* BEGIN Data entries *
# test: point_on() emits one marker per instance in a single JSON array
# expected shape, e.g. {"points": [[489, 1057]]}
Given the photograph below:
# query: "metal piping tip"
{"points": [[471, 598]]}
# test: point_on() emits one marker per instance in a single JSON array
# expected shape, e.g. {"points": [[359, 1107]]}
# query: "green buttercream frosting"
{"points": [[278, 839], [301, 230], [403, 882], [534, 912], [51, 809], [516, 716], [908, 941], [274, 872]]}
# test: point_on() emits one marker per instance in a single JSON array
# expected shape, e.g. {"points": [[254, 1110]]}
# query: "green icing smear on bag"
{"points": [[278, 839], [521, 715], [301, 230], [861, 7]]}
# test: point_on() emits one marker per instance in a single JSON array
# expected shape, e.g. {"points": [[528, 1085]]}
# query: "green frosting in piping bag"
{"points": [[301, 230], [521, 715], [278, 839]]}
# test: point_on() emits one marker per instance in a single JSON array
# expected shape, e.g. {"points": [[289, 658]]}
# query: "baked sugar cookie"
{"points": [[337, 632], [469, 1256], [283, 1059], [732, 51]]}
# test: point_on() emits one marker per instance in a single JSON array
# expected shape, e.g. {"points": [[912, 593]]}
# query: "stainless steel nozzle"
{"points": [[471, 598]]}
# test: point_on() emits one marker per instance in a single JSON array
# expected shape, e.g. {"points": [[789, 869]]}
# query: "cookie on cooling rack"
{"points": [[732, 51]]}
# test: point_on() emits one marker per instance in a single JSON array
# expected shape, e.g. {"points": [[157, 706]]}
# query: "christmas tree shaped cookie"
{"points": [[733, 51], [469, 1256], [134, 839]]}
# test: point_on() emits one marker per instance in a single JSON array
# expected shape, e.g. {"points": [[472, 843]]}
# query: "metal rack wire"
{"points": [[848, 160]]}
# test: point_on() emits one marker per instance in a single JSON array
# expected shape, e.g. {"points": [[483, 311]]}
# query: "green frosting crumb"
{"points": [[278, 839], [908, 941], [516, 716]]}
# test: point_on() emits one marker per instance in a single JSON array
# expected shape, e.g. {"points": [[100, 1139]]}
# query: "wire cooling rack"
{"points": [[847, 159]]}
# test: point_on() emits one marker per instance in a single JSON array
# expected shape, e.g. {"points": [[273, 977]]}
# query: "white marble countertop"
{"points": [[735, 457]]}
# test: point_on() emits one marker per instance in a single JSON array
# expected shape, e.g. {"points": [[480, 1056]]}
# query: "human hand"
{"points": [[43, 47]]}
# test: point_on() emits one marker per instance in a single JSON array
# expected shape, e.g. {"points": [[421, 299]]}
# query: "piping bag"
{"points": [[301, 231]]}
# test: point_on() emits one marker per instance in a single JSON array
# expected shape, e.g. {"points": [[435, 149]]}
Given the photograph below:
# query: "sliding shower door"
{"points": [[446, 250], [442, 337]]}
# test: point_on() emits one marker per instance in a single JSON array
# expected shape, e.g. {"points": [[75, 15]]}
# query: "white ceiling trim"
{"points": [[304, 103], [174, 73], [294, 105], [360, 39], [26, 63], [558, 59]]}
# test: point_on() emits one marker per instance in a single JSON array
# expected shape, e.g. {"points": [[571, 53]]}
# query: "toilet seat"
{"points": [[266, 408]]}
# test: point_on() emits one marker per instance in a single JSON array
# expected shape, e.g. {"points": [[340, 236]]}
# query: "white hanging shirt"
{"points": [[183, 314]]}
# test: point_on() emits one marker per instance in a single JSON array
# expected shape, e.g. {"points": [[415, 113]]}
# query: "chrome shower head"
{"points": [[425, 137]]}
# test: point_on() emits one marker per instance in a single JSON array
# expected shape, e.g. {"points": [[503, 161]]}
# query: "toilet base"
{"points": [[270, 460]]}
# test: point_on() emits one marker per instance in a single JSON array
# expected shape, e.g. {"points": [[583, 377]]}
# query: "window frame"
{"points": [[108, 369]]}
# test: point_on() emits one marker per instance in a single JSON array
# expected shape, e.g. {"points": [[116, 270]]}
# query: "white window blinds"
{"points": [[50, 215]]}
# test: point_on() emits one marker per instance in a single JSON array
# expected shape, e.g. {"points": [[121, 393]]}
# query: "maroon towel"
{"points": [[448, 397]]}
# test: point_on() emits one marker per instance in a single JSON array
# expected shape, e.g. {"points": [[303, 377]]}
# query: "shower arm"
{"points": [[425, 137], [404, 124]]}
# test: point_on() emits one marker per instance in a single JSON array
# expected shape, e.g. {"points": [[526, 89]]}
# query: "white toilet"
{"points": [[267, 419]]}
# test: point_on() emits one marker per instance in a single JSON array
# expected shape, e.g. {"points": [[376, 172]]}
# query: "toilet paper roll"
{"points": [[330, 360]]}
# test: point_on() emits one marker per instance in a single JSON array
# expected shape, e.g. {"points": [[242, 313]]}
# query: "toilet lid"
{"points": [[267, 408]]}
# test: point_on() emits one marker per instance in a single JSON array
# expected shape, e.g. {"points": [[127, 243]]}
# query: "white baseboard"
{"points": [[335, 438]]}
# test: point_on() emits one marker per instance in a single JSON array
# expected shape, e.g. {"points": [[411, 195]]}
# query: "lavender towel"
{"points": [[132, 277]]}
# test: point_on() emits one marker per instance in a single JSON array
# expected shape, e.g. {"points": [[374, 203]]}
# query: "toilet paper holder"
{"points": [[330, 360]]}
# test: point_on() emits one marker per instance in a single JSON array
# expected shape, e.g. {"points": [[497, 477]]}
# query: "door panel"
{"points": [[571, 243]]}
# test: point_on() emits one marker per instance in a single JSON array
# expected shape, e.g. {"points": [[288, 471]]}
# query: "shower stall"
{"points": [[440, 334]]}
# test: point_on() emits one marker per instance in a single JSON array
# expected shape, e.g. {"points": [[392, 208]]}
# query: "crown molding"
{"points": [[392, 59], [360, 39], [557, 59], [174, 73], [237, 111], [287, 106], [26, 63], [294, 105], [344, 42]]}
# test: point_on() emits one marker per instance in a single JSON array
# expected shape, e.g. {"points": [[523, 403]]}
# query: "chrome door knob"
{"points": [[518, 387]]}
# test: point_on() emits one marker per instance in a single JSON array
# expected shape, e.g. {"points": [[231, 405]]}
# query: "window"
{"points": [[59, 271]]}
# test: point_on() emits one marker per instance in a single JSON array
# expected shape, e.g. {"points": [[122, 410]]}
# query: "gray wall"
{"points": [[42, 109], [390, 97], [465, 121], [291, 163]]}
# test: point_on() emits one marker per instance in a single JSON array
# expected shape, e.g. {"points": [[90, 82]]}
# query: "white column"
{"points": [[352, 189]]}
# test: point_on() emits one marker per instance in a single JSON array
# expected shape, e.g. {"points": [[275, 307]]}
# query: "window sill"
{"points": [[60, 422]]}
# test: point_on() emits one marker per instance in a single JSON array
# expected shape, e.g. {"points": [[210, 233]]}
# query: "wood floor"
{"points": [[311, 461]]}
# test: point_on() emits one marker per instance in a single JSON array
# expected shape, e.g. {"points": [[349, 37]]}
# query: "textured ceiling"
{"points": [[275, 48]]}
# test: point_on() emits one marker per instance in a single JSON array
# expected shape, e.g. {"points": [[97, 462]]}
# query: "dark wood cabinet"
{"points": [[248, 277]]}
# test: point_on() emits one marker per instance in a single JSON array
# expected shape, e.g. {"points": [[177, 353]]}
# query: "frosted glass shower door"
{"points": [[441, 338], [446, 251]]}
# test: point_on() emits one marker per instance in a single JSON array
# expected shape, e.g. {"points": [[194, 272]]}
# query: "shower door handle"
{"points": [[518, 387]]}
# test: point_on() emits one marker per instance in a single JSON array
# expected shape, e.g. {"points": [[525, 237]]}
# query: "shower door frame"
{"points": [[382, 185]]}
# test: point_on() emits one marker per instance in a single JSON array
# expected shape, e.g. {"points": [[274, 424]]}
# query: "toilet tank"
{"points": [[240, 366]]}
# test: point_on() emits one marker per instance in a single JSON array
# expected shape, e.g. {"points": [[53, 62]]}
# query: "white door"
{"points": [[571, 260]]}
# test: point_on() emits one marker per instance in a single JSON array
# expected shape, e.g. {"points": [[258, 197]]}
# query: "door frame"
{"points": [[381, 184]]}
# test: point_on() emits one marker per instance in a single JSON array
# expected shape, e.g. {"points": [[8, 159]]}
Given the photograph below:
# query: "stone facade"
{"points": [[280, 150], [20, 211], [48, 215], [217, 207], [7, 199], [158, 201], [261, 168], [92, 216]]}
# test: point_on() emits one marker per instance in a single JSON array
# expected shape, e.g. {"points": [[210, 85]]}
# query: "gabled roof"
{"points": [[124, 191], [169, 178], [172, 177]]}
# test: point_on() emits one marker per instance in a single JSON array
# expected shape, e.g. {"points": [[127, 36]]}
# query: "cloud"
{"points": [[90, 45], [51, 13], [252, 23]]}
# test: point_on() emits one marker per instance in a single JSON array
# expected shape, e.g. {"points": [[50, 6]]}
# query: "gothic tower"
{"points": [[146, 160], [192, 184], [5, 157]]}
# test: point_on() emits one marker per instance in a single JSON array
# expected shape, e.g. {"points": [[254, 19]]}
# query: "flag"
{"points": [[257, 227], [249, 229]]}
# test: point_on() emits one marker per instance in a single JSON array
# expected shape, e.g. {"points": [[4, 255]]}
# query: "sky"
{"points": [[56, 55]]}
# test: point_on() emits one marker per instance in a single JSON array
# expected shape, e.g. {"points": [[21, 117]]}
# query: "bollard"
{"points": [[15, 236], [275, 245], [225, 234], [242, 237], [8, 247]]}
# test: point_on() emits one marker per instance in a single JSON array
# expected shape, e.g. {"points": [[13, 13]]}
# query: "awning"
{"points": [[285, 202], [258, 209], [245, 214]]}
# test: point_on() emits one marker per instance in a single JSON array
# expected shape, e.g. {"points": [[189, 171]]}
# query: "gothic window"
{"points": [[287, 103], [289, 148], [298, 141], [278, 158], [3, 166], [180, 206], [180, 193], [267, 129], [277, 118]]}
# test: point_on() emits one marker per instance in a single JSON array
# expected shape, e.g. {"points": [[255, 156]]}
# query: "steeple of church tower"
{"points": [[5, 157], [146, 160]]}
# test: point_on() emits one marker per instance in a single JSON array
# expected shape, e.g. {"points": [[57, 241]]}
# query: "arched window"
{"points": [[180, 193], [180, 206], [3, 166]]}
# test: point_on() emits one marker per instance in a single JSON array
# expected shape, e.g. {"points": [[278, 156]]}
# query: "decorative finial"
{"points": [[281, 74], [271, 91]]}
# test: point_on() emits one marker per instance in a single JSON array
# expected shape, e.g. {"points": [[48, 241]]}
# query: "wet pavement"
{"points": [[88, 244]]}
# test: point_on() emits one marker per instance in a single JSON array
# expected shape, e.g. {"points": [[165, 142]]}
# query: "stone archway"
* END Data entries *
## Stated exercise
Extract every line of the items above that contains the string "tower", matching case.

## Worked answer
# query: "gothic tower"
# query: "steeple of church tower"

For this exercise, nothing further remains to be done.